(Extracted records)
***

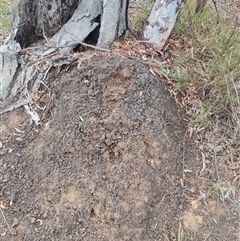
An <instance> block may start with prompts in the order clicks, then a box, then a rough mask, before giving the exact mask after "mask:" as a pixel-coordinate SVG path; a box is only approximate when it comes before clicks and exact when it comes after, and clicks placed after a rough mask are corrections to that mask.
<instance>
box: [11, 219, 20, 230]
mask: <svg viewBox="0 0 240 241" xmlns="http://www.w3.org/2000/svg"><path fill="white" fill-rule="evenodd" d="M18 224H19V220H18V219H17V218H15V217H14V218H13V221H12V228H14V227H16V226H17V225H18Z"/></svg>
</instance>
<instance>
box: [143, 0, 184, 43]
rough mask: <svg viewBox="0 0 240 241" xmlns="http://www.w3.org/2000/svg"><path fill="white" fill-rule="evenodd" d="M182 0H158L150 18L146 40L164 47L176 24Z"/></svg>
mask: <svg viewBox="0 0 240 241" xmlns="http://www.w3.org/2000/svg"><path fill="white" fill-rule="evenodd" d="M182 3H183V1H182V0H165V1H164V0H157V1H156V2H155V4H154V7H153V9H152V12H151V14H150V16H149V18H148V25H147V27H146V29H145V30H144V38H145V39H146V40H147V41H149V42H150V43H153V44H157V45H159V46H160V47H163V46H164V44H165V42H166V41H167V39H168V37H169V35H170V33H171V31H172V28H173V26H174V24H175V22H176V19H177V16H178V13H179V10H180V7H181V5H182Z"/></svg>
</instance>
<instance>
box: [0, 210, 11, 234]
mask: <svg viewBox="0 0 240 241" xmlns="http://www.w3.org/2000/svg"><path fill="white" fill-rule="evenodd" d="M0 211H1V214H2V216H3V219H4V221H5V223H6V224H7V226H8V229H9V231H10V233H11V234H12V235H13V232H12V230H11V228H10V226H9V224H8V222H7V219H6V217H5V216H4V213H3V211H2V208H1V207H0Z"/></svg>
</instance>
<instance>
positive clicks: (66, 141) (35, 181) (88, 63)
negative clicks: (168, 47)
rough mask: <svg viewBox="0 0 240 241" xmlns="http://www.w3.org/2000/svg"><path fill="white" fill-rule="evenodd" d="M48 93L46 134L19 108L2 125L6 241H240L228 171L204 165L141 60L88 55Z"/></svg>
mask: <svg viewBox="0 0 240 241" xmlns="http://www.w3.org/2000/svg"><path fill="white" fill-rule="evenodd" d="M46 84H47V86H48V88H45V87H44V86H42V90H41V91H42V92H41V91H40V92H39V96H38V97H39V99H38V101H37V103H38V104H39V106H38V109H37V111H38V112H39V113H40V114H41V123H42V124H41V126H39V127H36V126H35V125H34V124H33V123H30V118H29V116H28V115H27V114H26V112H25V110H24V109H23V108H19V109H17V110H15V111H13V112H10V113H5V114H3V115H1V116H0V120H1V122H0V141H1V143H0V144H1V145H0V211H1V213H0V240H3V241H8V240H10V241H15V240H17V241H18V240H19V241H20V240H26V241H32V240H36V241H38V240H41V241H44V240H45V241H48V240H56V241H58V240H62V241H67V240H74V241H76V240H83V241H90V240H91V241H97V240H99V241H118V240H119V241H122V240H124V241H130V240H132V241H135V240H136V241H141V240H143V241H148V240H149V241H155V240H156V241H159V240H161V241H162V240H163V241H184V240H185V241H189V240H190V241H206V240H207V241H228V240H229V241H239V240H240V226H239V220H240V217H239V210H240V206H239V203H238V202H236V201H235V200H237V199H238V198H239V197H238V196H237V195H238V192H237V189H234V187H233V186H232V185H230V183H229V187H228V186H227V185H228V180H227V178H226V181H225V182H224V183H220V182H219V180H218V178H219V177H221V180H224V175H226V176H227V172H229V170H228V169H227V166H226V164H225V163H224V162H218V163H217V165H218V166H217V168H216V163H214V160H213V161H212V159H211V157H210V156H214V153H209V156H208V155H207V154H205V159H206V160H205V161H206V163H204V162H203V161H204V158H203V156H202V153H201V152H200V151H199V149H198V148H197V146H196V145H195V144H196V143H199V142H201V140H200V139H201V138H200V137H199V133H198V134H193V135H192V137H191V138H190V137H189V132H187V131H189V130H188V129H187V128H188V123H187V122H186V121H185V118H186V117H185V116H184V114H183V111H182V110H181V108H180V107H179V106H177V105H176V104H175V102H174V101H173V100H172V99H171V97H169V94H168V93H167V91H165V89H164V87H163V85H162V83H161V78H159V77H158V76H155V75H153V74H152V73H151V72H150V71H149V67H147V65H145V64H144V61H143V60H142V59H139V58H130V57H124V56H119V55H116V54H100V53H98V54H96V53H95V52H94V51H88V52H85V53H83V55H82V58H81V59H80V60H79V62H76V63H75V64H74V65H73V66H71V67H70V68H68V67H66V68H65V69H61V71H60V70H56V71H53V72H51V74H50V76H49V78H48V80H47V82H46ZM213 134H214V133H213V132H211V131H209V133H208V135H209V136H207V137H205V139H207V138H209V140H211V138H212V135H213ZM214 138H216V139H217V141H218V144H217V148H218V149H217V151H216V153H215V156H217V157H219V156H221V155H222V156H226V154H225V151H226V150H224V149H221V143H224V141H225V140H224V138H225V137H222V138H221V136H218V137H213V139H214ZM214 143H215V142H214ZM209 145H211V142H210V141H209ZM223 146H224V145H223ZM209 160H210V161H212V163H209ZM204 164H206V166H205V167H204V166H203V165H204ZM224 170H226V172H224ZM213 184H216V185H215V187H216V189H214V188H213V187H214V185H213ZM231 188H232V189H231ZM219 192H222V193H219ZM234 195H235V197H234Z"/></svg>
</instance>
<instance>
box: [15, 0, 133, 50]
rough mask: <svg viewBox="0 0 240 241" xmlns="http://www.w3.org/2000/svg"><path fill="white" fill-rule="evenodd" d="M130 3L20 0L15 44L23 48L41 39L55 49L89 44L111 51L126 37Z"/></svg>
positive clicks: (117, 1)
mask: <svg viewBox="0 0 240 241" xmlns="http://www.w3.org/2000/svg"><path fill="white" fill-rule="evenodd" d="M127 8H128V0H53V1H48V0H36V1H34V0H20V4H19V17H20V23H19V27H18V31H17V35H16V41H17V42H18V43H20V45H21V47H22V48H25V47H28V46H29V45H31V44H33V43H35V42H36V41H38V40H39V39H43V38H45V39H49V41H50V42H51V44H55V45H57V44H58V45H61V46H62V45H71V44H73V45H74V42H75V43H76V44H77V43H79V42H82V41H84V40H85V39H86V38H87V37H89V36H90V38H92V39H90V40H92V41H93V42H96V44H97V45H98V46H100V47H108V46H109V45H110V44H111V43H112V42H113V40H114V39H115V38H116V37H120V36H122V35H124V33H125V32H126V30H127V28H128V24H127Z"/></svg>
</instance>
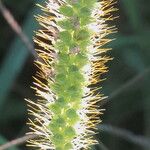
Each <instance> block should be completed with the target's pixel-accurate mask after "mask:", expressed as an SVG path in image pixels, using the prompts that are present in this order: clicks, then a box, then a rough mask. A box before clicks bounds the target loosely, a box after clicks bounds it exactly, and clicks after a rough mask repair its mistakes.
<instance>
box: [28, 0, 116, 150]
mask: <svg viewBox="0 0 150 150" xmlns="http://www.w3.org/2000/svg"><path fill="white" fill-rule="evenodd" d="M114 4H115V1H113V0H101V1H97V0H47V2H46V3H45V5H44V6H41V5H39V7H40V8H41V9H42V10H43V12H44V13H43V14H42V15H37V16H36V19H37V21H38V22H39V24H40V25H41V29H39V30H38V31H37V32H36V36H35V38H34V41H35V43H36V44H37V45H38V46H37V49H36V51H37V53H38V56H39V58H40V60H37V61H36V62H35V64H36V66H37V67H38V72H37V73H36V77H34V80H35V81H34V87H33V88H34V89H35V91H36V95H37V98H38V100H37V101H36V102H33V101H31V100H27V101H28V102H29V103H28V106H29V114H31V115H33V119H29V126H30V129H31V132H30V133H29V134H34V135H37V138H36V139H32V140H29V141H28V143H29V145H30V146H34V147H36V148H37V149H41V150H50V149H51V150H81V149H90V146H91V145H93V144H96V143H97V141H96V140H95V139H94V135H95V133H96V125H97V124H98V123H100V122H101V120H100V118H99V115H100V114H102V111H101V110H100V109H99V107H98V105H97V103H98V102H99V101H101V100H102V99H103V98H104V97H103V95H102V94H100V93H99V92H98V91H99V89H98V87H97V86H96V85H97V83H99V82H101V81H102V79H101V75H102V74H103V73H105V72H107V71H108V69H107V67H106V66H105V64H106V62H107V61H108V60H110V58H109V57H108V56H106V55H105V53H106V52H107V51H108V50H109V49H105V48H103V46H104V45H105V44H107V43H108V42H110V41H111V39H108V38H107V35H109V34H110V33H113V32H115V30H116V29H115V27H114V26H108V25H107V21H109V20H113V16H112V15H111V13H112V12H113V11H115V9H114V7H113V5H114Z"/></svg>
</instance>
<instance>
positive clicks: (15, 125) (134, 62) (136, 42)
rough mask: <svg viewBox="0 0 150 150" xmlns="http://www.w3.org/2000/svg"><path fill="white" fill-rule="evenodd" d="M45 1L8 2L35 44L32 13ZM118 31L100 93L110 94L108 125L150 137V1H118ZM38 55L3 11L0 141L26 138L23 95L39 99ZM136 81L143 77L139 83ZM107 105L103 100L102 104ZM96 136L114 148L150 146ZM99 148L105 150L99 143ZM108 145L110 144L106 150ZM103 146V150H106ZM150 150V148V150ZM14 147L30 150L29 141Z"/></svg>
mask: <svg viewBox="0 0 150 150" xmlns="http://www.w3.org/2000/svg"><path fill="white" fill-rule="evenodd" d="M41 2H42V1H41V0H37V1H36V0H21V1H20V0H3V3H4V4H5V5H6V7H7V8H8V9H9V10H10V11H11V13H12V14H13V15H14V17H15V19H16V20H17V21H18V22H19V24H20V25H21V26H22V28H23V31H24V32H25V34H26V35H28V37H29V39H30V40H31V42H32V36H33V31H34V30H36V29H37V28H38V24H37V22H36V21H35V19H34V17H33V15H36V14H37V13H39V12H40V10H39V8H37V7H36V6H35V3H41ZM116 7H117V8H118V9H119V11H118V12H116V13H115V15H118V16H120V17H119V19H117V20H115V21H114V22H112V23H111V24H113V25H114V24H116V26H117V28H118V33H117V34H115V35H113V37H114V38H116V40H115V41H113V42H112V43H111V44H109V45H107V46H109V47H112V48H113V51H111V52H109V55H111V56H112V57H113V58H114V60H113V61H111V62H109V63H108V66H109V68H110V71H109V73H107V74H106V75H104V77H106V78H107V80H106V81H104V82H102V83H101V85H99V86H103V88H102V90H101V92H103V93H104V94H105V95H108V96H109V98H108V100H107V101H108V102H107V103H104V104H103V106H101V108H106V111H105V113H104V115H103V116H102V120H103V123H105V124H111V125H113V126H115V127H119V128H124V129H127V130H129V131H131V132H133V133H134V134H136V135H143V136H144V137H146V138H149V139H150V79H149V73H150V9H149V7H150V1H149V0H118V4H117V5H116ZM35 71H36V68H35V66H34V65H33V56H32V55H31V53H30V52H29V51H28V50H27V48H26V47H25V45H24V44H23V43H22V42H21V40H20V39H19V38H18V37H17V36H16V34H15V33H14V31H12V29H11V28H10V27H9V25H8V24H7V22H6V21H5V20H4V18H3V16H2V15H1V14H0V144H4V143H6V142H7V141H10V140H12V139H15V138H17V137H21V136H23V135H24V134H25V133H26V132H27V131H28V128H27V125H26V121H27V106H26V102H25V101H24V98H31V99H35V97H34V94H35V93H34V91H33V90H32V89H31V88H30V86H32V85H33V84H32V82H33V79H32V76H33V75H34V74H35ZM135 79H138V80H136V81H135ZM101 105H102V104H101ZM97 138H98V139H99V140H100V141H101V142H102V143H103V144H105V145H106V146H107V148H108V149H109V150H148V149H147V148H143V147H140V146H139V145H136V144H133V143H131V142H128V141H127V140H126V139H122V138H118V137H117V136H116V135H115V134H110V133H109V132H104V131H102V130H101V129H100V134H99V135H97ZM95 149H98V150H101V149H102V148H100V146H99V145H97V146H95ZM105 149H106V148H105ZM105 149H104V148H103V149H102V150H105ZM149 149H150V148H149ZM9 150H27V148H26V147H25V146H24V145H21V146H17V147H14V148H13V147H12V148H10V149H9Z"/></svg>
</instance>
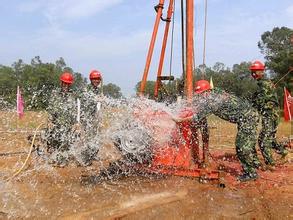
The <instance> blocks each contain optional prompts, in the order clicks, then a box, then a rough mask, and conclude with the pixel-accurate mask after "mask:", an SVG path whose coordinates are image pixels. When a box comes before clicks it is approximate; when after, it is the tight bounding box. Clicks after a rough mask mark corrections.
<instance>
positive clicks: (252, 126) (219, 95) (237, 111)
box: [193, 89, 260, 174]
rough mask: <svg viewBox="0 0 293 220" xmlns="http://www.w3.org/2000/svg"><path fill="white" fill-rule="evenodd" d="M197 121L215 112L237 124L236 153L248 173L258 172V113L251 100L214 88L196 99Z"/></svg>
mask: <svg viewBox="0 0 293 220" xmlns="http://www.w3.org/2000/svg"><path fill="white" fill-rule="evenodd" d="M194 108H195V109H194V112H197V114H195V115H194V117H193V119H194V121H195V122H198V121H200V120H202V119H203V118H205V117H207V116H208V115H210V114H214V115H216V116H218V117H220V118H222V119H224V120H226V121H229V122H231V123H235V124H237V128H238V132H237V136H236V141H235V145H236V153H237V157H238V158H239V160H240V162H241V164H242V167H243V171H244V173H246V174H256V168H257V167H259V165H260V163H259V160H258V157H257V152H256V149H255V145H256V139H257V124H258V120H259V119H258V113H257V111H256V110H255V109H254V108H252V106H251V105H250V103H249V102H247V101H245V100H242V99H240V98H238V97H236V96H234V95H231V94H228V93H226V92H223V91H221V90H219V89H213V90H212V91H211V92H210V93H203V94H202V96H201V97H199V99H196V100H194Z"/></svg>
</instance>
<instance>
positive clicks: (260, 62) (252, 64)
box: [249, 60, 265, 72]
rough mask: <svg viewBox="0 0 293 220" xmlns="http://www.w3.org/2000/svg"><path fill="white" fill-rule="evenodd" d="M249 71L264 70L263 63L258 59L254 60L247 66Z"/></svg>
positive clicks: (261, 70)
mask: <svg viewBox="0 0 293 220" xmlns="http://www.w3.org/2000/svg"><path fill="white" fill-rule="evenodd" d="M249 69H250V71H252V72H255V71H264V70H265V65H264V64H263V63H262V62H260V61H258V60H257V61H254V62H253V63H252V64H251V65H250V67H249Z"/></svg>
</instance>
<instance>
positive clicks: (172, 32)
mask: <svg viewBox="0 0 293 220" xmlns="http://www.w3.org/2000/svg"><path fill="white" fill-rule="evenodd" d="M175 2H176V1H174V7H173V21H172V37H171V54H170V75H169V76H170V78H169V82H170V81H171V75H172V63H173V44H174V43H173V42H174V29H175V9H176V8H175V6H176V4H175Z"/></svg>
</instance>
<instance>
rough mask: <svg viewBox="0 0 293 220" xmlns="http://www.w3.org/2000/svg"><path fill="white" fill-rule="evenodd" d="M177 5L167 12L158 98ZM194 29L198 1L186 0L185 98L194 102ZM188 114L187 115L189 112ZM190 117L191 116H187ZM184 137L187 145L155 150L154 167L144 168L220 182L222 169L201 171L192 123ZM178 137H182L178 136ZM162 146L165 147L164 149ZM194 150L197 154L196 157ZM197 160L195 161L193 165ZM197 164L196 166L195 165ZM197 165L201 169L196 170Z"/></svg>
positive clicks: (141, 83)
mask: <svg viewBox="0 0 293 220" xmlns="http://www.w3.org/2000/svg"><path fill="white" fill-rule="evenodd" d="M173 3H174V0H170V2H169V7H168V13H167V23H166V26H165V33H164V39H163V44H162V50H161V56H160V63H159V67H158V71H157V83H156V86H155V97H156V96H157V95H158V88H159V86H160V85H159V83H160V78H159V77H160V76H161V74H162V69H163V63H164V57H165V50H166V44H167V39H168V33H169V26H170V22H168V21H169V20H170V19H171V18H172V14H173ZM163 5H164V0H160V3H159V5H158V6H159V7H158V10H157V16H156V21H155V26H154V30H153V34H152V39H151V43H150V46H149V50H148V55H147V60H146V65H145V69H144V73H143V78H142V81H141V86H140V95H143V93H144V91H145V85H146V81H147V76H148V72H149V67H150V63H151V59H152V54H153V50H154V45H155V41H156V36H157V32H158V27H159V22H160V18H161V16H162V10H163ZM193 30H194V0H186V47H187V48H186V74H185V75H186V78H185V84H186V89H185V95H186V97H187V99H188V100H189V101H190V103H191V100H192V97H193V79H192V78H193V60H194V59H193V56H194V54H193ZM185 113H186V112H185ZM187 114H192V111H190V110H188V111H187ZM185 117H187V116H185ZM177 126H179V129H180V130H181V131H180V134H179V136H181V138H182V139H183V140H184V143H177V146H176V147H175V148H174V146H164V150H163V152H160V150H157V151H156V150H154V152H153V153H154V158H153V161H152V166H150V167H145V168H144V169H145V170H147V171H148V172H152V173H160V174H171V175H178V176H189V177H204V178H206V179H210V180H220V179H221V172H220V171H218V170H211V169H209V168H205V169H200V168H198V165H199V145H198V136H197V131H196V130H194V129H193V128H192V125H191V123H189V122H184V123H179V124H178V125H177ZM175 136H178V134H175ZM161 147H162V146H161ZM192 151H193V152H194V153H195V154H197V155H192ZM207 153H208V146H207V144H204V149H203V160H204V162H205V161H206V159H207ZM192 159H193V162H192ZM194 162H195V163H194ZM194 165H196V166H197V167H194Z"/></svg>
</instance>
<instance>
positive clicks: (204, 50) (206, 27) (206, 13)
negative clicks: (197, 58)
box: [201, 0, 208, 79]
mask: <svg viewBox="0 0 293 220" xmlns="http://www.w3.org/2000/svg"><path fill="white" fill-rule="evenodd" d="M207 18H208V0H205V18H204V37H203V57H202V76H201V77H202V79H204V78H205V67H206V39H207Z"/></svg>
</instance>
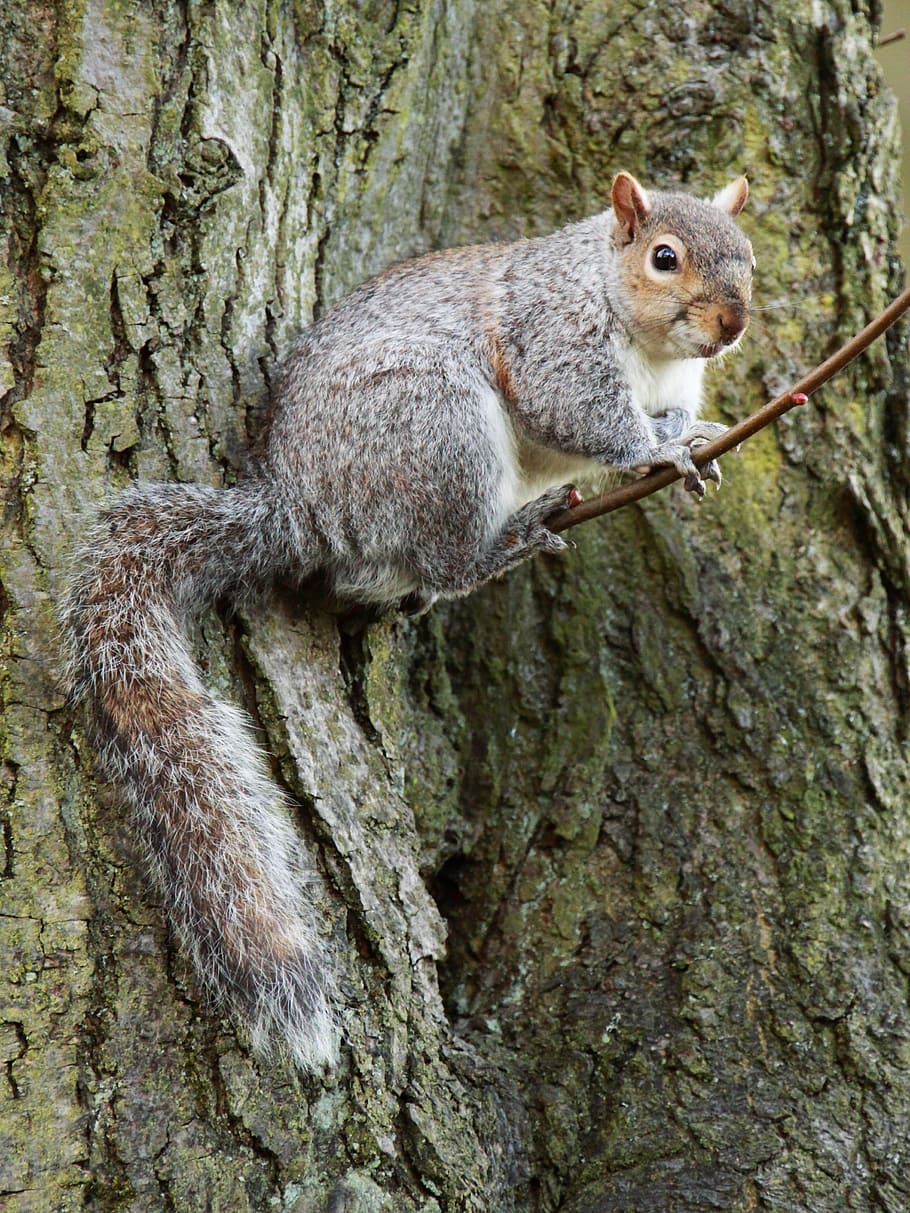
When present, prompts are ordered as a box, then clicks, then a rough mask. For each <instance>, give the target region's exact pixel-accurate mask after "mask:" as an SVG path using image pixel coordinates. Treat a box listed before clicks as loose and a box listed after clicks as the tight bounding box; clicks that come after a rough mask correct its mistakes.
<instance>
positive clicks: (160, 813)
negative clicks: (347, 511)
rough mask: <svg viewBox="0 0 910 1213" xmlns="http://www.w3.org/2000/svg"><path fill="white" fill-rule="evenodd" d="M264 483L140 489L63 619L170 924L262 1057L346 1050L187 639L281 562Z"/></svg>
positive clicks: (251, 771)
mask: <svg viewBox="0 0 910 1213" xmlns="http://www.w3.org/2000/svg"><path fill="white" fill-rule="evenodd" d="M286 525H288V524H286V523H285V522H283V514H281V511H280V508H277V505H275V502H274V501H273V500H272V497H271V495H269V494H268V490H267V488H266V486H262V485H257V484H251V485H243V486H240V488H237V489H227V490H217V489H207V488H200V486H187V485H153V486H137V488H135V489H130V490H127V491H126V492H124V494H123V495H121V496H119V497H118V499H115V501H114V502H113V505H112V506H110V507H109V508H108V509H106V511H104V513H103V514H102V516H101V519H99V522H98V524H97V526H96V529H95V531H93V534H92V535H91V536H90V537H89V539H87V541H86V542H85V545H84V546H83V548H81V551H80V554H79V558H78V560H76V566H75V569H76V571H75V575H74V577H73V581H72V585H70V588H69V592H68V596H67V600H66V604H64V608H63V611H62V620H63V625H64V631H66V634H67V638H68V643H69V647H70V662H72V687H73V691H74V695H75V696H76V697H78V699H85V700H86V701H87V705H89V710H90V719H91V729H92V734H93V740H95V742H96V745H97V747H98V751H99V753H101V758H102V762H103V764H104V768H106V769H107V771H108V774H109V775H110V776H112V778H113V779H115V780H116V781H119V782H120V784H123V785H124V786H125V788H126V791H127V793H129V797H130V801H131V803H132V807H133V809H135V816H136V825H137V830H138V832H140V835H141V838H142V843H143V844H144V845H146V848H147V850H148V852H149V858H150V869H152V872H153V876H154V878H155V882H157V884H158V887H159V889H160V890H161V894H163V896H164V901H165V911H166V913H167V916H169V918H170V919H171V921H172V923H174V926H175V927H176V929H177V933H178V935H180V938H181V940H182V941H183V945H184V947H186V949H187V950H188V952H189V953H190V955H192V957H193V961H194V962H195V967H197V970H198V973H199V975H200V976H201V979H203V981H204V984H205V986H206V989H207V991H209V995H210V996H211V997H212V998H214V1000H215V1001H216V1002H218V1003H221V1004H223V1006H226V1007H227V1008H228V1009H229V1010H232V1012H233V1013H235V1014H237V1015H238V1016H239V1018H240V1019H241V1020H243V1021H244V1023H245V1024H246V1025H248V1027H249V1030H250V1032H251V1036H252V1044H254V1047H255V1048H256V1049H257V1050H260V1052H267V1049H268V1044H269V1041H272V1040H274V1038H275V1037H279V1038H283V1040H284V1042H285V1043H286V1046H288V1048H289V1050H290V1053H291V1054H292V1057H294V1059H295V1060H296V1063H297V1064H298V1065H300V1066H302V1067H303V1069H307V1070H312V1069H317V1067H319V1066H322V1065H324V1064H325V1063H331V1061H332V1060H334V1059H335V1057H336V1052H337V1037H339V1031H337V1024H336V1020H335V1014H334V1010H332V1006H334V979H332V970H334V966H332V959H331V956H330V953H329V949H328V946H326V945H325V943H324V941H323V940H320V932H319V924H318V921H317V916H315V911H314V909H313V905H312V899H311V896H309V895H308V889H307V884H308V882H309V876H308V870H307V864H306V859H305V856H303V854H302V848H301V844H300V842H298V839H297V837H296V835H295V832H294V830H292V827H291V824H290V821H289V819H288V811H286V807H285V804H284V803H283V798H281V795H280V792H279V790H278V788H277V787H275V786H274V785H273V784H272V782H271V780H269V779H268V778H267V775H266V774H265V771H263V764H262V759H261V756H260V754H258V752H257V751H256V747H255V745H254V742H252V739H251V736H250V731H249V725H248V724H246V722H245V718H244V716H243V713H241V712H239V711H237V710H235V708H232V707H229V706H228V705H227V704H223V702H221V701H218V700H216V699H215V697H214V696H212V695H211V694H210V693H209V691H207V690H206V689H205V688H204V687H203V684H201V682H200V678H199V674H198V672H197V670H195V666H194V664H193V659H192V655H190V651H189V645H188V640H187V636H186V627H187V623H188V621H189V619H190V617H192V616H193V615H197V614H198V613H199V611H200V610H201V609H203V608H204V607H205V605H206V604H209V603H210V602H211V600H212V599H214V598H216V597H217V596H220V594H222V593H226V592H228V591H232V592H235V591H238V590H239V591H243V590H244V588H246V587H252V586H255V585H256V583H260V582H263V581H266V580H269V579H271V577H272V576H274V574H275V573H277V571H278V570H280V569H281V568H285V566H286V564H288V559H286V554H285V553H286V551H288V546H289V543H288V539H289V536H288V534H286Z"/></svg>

***

### What the task requires
Copy the lines of the entries above that mention "negative".

### Answer space
negative clicks: (168, 47)
negative clicks: (197, 58)
negative clicks: (347, 511)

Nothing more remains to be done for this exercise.